(Data shown Opens)
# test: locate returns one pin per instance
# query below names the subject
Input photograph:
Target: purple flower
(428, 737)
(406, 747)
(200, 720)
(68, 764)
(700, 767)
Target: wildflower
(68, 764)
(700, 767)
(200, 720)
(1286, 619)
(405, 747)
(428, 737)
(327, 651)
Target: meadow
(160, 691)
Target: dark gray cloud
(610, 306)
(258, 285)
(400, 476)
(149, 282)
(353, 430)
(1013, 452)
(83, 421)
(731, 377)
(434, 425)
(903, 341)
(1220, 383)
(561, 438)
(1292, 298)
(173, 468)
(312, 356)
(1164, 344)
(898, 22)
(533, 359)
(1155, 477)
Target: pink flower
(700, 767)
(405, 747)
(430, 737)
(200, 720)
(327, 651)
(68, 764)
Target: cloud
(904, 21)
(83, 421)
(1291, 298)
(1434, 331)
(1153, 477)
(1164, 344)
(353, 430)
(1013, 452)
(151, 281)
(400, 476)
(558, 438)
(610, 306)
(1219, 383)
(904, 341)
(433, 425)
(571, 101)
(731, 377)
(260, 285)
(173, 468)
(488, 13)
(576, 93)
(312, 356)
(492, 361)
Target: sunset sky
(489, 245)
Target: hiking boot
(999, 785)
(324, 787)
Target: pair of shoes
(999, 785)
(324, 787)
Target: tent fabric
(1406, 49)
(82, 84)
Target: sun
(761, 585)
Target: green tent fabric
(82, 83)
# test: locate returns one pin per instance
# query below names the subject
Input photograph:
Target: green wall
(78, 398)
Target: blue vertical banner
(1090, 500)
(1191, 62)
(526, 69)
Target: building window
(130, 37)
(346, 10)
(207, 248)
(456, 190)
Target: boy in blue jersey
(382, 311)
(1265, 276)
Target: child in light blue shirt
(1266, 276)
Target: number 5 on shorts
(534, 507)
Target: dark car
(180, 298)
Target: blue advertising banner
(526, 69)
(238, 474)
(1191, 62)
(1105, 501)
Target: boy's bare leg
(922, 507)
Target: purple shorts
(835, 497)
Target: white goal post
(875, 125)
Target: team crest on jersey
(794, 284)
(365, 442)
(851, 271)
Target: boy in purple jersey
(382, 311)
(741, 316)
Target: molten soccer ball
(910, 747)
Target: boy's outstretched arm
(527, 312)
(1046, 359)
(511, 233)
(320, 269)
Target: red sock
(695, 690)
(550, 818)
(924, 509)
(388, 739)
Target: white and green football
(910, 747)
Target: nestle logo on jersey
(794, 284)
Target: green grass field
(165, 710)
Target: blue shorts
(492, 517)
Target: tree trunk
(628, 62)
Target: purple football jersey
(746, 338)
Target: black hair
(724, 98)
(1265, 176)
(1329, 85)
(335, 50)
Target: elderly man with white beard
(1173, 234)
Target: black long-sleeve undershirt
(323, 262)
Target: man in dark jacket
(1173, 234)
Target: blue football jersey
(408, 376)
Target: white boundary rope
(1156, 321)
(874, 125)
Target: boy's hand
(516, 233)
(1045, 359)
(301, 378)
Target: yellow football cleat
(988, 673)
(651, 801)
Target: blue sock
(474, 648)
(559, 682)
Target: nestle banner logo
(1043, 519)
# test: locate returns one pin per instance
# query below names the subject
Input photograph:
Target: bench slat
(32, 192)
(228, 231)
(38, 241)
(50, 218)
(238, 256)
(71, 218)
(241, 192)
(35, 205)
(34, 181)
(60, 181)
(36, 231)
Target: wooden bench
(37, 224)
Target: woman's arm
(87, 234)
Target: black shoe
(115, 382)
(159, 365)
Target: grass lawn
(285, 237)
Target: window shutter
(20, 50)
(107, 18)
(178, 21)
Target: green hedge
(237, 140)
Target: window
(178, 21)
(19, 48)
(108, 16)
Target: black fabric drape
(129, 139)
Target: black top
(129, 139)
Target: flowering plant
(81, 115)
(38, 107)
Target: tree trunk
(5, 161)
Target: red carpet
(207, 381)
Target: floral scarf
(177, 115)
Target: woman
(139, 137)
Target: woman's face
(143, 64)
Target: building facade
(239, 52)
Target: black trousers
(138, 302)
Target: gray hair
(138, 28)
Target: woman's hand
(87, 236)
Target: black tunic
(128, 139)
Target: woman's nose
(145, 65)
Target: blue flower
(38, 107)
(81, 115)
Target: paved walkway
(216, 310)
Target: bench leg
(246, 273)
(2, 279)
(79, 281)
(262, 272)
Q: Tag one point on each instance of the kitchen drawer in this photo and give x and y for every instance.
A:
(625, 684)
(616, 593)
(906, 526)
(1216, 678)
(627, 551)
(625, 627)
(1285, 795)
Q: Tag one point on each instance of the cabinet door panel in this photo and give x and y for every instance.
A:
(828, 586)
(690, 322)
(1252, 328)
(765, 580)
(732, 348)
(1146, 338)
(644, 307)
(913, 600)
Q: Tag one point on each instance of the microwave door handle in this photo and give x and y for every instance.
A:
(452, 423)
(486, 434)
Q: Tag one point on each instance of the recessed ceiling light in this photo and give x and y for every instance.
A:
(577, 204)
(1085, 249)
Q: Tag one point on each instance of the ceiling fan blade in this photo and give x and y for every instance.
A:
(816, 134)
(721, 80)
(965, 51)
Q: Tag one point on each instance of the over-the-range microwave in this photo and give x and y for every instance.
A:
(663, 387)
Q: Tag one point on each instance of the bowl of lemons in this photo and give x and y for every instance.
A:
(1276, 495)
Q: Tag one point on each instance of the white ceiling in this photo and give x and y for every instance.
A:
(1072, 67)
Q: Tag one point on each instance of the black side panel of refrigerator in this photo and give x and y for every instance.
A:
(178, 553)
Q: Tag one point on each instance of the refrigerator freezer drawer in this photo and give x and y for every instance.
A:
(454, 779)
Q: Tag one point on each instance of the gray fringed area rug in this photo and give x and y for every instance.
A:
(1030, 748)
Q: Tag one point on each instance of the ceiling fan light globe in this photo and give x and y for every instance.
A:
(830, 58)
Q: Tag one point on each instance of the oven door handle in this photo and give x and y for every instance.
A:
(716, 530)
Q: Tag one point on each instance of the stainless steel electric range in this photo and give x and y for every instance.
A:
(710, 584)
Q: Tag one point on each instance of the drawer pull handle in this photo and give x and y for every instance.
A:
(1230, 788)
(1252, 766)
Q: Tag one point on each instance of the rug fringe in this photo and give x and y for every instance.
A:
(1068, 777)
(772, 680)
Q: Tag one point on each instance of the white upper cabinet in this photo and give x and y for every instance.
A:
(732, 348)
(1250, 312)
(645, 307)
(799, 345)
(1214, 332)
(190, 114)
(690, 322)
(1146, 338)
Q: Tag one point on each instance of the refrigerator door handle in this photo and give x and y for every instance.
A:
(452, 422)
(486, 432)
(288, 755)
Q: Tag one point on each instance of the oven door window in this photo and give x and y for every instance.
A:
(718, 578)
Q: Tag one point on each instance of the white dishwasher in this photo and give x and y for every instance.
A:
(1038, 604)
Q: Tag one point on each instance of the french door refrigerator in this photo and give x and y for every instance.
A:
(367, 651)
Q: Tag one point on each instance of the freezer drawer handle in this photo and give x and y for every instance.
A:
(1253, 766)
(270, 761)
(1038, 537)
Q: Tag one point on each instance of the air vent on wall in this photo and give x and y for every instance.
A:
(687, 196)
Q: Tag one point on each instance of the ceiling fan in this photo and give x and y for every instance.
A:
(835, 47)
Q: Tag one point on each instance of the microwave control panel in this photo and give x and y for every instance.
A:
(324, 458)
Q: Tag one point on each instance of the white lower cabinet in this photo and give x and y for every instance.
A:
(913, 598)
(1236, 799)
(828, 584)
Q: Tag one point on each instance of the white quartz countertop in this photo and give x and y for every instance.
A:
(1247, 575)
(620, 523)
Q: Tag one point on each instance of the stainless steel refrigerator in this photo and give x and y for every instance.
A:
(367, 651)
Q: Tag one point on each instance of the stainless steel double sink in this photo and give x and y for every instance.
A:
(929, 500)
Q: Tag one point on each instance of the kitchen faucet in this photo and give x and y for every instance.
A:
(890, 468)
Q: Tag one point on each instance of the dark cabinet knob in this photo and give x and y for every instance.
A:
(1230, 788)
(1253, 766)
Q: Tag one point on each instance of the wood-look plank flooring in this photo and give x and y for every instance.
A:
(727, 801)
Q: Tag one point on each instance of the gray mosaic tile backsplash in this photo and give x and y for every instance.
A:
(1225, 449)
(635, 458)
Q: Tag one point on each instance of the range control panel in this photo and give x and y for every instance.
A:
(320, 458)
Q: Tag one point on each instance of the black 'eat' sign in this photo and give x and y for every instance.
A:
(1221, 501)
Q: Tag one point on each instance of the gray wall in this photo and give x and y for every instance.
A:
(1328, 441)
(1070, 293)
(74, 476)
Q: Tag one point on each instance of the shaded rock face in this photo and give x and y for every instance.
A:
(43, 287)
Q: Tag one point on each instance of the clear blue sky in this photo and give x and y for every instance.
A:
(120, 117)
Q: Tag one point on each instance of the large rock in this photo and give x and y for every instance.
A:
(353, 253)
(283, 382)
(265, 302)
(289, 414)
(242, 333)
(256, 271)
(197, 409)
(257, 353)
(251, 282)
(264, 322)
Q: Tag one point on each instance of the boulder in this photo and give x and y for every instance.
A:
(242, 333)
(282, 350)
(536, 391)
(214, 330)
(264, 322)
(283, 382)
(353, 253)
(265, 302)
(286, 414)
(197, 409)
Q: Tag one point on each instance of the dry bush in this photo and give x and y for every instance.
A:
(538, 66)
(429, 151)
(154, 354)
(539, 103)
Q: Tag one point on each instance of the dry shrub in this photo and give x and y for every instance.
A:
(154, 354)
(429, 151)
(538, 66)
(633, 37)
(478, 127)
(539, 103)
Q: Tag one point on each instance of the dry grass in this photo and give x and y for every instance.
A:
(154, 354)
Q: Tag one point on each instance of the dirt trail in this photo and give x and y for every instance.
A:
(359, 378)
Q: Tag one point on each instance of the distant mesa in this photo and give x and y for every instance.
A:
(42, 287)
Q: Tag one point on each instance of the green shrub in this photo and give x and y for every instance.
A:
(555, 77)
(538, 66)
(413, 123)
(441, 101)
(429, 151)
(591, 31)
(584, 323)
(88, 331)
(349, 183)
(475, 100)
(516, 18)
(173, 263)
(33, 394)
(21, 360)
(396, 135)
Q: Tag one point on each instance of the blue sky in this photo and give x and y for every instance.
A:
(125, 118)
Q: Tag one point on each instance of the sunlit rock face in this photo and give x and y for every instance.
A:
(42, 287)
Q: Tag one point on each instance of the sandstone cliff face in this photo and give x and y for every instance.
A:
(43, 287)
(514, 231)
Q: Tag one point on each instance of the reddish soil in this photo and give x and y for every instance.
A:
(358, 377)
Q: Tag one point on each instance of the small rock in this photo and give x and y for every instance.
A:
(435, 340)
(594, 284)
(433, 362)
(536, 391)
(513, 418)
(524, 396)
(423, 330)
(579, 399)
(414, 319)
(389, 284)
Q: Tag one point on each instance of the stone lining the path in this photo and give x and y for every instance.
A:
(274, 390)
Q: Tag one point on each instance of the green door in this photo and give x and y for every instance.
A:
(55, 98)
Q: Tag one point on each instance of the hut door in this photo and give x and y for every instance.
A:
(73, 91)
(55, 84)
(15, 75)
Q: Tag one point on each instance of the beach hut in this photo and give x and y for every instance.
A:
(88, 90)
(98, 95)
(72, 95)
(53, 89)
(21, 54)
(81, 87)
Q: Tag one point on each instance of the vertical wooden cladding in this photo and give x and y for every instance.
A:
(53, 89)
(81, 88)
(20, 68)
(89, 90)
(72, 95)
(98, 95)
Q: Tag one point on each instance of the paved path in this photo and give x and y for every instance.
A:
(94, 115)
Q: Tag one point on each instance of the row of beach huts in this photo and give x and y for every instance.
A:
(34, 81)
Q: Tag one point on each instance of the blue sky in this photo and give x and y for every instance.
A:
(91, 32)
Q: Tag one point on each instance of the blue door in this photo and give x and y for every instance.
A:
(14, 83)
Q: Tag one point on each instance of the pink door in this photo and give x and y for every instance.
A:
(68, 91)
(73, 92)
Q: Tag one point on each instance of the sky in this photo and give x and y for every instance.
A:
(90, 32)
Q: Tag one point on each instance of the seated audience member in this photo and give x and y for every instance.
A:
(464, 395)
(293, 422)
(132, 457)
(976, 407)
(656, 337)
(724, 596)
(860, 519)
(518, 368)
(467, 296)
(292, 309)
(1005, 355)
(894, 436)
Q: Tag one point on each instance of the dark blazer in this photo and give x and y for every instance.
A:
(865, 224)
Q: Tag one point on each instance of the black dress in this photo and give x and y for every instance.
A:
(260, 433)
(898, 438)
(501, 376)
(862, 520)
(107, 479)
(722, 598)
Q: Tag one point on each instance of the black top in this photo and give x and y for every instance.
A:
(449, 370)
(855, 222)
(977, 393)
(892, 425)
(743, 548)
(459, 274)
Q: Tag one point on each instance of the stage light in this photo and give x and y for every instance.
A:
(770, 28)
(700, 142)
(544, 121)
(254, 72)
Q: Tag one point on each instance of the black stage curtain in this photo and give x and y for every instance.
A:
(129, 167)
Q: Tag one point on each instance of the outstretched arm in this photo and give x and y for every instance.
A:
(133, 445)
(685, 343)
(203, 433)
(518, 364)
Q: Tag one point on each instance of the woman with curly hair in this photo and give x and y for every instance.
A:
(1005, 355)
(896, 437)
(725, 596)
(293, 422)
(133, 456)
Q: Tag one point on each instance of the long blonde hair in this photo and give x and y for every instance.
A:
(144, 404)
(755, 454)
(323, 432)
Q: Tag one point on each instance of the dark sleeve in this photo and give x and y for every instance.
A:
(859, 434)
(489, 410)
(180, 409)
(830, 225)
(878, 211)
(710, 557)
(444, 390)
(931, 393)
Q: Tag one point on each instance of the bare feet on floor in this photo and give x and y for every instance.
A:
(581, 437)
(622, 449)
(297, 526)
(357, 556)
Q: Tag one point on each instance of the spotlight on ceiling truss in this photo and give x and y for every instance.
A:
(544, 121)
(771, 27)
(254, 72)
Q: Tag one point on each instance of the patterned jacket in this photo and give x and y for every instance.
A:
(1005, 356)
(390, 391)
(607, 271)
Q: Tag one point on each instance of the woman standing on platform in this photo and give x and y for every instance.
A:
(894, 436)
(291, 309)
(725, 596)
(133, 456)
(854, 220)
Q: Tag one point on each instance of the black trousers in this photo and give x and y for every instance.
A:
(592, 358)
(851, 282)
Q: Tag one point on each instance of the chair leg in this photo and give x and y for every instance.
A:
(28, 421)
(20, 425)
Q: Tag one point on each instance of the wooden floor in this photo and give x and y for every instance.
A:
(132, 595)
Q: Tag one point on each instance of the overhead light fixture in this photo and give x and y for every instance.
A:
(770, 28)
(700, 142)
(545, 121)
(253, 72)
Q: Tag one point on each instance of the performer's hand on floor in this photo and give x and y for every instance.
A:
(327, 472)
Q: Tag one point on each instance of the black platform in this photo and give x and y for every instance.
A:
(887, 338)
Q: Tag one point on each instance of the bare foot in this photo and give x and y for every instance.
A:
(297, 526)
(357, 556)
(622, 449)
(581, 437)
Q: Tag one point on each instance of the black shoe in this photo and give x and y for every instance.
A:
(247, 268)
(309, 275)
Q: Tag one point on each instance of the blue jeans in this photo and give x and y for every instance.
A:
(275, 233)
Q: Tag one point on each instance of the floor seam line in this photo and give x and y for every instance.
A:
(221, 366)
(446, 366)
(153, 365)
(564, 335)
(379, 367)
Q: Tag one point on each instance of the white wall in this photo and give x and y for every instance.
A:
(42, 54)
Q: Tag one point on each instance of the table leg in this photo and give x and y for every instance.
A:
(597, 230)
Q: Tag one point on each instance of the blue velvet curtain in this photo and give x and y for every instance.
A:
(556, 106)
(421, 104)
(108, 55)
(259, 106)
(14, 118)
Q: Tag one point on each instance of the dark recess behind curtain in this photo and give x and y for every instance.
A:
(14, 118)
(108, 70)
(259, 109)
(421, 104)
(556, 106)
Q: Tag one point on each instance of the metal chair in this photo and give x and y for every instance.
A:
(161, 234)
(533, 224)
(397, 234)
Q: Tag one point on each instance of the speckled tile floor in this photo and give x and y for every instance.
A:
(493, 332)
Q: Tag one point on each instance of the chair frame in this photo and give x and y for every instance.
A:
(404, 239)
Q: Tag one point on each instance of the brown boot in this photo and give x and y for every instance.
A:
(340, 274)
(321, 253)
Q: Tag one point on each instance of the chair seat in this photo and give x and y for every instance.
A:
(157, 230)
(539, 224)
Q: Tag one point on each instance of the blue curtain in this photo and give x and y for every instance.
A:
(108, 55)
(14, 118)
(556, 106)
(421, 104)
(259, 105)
(Data shown Closes)
■ Exercise
Only one stretch of the entries above is wanted: the lines from the one containing "Q: Tag one point on each instance of the distant" through the one containing "Q: Tag one point on each instance of the green shrub". Please reproduce it exactly.

■ Output of the exercise
Q: Tag one point on each instance of the distant mesa in this photo and give x and y for every instance.
A:
(42, 287)
Q: Tag one point on each instance of the green shrub in this photo and give x and y for every instance.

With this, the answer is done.